:: What you should do ::
Write out only the lines from the line containing "of the algae-covered" to the end of the listing below, both included, exactly as they stand. Drop the pictures.

:: Material provided ::
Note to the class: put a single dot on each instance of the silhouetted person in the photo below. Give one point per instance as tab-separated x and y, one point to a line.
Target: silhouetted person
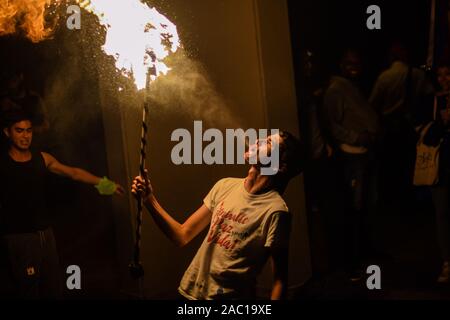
439	133
26	236
248	223
398	96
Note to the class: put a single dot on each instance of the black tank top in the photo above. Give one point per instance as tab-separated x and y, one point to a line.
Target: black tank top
23	206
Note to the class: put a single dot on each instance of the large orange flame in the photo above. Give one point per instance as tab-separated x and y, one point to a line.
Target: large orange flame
138	37
27	16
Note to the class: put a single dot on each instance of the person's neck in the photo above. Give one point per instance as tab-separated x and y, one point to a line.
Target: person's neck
255	183
19	155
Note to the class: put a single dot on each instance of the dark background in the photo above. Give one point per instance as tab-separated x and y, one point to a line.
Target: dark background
404	234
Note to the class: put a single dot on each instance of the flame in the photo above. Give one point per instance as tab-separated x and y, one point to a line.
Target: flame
138	37
25	15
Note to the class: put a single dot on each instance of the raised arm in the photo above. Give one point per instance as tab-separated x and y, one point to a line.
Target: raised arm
180	234
73	173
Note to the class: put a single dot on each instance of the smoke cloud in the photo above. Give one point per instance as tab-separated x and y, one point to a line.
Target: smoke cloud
25	16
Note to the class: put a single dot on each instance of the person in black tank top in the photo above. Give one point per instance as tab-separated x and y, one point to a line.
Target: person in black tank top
27	243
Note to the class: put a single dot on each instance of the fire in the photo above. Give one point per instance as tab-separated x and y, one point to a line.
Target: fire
27	16
138	37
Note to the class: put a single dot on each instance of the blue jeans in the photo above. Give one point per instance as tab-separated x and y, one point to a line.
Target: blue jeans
354	180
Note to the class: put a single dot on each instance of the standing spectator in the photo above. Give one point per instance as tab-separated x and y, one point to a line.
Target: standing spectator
440	133
353	127
398	94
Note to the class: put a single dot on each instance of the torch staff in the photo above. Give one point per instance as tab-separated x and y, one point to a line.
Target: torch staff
136	268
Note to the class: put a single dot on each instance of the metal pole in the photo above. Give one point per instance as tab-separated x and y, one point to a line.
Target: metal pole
431	40
136	268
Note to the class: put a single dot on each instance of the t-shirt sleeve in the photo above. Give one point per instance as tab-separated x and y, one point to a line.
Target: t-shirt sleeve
211	198
279	230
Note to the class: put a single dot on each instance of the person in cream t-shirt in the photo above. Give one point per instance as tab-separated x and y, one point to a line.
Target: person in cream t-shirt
249	223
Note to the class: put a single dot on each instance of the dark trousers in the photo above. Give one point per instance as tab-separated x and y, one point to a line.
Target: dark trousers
30	266
441	198
354	181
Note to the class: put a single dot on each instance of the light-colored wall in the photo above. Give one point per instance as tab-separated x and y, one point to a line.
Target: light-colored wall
244	46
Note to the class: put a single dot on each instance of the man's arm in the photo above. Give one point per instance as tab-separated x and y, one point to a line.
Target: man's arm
180	234
279	261
73	173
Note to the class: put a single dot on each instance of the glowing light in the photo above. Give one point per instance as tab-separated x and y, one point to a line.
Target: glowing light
138	37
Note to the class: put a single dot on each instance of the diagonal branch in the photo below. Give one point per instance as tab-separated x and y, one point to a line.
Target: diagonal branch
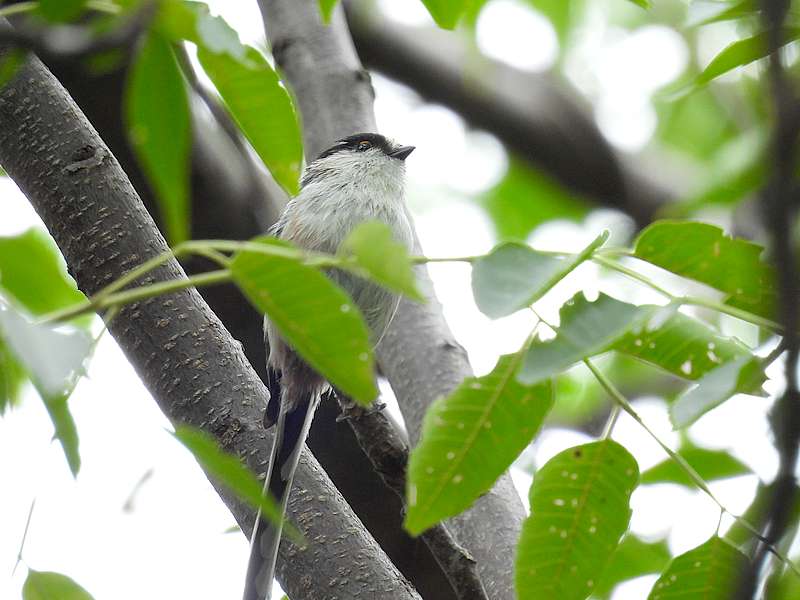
418	355
188	361
533	115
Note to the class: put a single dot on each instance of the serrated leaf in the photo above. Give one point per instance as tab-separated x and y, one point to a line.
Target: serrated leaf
33	273
579	511
740	53
706	254
372	247
262	108
681	345
633	558
469	439
158	121
326	9
317	318
587	328
230	471
513	276
741	374
709	572
46	585
446	13
54	358
709	464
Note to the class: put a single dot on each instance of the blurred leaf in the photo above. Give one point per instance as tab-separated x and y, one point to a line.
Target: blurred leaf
326	9
10	63
709	572
695	124
633	558
262	108
681	345
525	198
579	510
45	585
709	464
706	254
12	376
716	387
446	13
513	276
742	9
587	328
54	359
157	113
741	53
33	272
373	248
231	472
317	318
61	10
469	439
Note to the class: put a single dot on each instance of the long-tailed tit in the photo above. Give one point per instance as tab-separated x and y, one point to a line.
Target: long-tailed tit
360	178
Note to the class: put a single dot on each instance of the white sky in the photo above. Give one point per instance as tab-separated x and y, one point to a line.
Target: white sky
173	544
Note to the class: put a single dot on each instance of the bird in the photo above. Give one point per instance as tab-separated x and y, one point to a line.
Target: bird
359	178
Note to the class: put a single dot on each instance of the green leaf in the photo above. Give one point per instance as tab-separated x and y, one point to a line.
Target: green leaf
446	13
12	376
46	585
469	439
709	464
587	328
326	9
526	198
579	511
706	254
262	108
61	10
54	358
33	272
229	470
739	375
157	113
317	318
741	53
633	558
513	276
373	248
709	572
681	345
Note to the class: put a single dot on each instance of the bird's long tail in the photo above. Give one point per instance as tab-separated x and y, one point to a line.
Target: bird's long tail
290	435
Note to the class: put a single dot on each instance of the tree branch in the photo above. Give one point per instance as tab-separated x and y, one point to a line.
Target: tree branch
191	365
534	116
779	208
418	355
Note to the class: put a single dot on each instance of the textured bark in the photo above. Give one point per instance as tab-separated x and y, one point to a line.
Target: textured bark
419	355
188	361
535	116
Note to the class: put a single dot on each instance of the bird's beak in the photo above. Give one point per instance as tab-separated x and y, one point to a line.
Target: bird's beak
402	152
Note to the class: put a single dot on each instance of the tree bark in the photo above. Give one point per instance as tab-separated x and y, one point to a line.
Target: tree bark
418	355
195	371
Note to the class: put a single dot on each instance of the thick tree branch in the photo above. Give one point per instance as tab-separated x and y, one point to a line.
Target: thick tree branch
232	198
418	355
779	206
533	115
191	365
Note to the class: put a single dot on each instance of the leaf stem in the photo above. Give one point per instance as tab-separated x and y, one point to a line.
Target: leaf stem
625	405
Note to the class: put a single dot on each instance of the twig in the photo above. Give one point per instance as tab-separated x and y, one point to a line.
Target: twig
779	215
388	454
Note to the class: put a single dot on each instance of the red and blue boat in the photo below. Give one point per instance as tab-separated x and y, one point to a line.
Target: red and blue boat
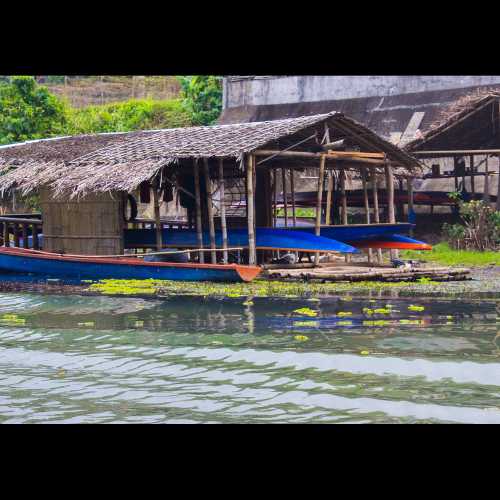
51	265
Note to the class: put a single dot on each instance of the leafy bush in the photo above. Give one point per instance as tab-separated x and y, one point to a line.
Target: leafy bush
28	111
480	229
135	114
202	98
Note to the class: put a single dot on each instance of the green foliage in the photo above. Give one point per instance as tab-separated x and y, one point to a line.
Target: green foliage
202	98
28	111
443	254
135	114
480	229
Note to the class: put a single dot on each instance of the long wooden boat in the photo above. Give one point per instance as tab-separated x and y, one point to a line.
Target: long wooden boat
266	239
51	265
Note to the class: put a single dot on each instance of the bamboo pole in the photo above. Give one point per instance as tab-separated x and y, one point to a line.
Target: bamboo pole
367	206
389	181
252	254
156	204
223	223
329	197
376	211
210	210
409	188
285	200
319	200
486	193
292	191
199	229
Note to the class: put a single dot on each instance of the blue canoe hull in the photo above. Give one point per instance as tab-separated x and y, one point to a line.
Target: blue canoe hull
266	239
79	267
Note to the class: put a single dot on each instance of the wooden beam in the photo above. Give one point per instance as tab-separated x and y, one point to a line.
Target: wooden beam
285	197
367	205
199	228
252	254
156	204
210	210
223	223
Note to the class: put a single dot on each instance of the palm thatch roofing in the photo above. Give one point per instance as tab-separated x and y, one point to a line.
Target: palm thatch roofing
109	162
471	122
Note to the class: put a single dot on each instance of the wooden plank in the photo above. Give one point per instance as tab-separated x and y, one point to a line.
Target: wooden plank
223	223
210	210
199	229
252	253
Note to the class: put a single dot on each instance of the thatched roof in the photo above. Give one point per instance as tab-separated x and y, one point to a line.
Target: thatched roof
455	114
123	161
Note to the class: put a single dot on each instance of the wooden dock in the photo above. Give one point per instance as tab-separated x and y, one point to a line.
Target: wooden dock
359	272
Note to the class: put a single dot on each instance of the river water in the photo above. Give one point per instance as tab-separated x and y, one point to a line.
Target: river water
82	359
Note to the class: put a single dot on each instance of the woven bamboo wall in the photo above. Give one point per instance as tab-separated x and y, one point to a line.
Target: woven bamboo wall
89	226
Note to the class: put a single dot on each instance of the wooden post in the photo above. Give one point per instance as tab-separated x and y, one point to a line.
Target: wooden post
285	201
498	184
292	191
486	193
199	229
34	232
275	196
329	197
367	205
223	224
376	211
156	204
472	178
389	180
319	200
210	210
409	188
252	254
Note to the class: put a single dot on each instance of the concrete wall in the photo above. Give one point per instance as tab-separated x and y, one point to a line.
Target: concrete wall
259	90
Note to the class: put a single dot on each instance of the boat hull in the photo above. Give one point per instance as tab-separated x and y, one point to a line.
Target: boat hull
81	267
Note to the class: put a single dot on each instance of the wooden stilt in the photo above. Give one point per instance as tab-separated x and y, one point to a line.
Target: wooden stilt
486	193
285	197
252	254
156	204
329	189
367	205
210	210
319	201
199	228
389	180
223	223
376	211
411	207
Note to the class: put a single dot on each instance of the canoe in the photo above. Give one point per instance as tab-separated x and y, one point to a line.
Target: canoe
82	267
393	242
266	239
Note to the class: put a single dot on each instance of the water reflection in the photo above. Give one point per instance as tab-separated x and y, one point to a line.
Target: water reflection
104	359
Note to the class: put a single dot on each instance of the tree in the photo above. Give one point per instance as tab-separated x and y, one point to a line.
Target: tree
29	111
202	97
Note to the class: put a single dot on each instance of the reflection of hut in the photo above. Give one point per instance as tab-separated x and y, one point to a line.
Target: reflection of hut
223	175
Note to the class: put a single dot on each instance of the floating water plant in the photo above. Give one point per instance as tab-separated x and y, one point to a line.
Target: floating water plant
415	308
306	311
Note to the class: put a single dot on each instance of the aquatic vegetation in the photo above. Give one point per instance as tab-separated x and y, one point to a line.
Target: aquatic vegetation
306	311
415	308
301	337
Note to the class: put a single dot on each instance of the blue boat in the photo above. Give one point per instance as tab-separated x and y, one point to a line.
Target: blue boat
266	239
52	265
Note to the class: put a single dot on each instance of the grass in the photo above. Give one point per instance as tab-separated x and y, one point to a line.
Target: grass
443	254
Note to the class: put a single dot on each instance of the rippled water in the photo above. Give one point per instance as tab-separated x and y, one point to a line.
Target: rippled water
103	359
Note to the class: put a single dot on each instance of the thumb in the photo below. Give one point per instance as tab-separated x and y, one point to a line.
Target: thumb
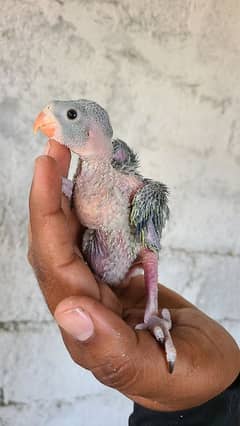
99	340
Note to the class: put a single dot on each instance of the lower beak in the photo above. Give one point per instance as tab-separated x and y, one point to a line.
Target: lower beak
45	122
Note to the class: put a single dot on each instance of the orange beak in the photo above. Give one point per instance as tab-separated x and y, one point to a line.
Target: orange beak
45	122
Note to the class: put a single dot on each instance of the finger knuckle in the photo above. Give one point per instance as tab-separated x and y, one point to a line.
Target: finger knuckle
119	373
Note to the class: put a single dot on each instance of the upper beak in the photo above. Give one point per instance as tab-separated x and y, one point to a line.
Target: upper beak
46	122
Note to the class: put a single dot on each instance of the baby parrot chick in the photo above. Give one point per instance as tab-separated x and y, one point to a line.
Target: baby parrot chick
123	213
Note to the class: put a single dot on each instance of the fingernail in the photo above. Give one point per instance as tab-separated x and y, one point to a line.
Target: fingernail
47	148
76	322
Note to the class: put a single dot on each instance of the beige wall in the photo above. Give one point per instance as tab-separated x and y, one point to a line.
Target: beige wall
168	73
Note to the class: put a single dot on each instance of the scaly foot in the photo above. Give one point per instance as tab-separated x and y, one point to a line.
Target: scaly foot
160	327
67	187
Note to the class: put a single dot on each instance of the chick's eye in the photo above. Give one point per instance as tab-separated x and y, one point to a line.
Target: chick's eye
72	114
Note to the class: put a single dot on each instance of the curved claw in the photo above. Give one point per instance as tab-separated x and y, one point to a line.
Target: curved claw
171	365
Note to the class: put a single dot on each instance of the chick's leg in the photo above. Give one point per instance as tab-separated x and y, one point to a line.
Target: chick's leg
159	326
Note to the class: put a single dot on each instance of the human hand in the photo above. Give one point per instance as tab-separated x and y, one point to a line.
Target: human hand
97	323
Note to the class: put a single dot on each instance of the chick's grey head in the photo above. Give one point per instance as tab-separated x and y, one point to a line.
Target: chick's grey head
77	124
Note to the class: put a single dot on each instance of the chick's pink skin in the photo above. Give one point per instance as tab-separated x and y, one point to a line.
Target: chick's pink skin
102	200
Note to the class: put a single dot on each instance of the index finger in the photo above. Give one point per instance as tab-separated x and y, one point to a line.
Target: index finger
60	271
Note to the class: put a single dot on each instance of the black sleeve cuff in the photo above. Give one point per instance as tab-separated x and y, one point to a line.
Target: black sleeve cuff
223	410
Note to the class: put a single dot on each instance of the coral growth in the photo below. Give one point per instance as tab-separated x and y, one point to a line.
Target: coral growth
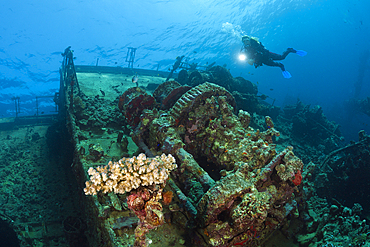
129	173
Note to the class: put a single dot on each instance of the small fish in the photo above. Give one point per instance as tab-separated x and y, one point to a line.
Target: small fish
135	78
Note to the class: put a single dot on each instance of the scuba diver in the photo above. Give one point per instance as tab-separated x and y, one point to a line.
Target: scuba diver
257	54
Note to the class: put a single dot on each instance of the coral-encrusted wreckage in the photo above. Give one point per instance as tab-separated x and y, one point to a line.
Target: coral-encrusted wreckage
232	183
146	176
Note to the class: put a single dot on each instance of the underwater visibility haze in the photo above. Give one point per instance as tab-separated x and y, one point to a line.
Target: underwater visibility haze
321	108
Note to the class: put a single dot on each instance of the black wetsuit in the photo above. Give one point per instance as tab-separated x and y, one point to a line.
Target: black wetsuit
261	55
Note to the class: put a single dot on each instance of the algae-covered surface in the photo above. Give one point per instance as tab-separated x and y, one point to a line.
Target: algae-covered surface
36	186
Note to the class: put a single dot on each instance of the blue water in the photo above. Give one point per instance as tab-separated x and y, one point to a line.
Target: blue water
334	33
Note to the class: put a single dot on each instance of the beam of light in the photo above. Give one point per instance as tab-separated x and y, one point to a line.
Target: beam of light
242	57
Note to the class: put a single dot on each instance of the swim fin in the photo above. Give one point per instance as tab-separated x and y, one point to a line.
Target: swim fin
286	74
301	53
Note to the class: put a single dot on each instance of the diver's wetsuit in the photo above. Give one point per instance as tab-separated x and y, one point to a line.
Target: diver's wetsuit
260	55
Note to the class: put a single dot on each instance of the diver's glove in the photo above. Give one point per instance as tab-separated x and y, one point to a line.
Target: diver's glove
301	53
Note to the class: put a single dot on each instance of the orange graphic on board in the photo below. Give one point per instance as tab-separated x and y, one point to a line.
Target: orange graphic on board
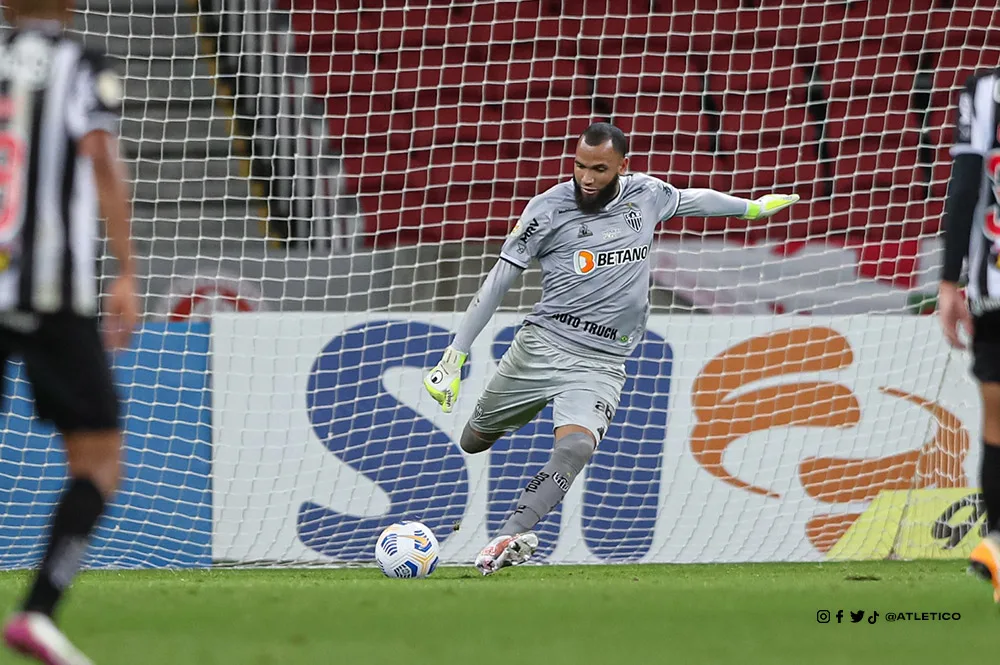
726	411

:: Final answer ::
Note to the class: put a single dot on each instance of the algae-covered surface in the photo above. Give one point per instance as tab-separated x and y, one point to a line.
Target: algae-covered surface
36	186
Note to the class: put a single dot on each instance of the blue water in the photo above. Give one point per instance as tab-separated x and y, one point to a line.
Target: blue water
334	33
Note to the class: put a single dot on each instance of the beam of light in the photo above. Give one point per instance as tab-separated x and y, one point to a line.
Target: beam of light
242	57
Note to the class: put a single dot on each instance of the swim fin in the photo above. Give one point per instance as tab-separated x and y, one point to a line.
Target: swim fin
286	74
301	53
Note to the class: put a single dot on each instance of the diver's wetsuit in the photo above. Give one point per instance as tab-separated x and y, one point to a line.
Target: diver's wetsuit
260	55
Note to the class: put a single dot on each instance of the diver's glove in the photo above. Give one point per instance as tab-separated x and y, one point to a line.
Target: diver's glove
301	53
Note to the class: put a single dot on each instance of the orange graphic on board in the photo below. Give one point per instance as tab-separated x and y, one point to a line.
Target: orange graphic on board
726	411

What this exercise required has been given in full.